WHAT YOU ARE ASKED TO DO → The records below are to be written out exactly, with every picture omitted.

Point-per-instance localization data

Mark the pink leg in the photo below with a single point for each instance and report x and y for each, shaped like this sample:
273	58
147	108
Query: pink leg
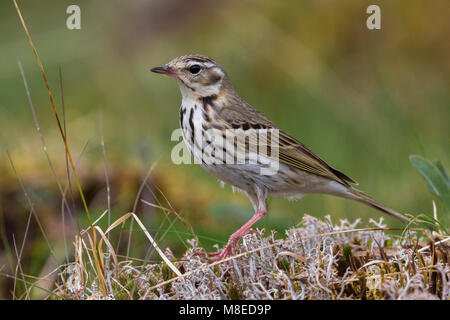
225	252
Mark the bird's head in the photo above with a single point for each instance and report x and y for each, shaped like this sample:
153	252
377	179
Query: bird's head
197	76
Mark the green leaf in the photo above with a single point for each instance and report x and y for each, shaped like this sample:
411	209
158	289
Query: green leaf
435	176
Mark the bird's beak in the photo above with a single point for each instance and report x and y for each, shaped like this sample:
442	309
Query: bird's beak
164	70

OUTPUT BELOW →
Mark the pink leg in the photo below with a single point for each instance and report x and y for each, shaped like this sample:
273	58
147	108
Query: pink leg
225	252
Mark the bird's head in the photo above with a single point for each instance and report x and y for each, shaped like this sample:
153	252
377	179
Query: bird's head
197	76
Mark the green leaf in the photo above with a single point for each instance and report x and y for each, shaped like this sample:
411	209
158	289
Query: green leaf
435	176
Mark the bird's beak in the photo above with a single point for each instance and report x and y for each, shaped like this sample:
442	309
Query: bird's beak
164	70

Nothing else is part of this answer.